*EXERCISE DESCRIPTION*. Look through the entries for the line containing "[indicate] the white carnation". Then output that line and every line after it, exactly, to the end.

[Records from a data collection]
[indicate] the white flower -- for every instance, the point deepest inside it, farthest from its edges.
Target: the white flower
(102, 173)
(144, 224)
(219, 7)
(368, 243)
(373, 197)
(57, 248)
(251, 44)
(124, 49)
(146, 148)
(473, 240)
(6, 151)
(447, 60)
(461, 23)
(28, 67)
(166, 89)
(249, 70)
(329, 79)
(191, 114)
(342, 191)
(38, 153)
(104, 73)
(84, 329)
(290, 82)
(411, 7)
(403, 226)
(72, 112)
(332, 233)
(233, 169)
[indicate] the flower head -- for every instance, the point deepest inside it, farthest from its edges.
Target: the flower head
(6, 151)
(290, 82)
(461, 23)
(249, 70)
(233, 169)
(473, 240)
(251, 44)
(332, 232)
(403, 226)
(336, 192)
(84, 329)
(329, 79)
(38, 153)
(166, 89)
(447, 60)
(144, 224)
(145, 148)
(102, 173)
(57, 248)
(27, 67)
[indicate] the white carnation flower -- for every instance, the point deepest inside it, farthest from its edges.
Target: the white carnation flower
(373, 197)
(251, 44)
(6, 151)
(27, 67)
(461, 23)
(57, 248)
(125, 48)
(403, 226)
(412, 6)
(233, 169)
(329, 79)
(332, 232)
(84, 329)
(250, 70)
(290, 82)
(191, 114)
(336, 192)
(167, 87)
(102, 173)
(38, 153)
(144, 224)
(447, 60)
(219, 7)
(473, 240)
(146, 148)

*SOLUTION FOR THIS TASK*.
[indicate] the white carnation flower -- for every instance, the point deepest inside it, farthest from its edges.
Target: the white carnation flower
(373, 197)
(251, 44)
(6, 151)
(27, 67)
(461, 23)
(57, 248)
(125, 48)
(403, 226)
(412, 6)
(233, 169)
(329, 79)
(332, 232)
(84, 329)
(250, 70)
(290, 82)
(191, 114)
(336, 192)
(167, 87)
(102, 173)
(38, 153)
(144, 224)
(447, 60)
(219, 7)
(473, 240)
(146, 148)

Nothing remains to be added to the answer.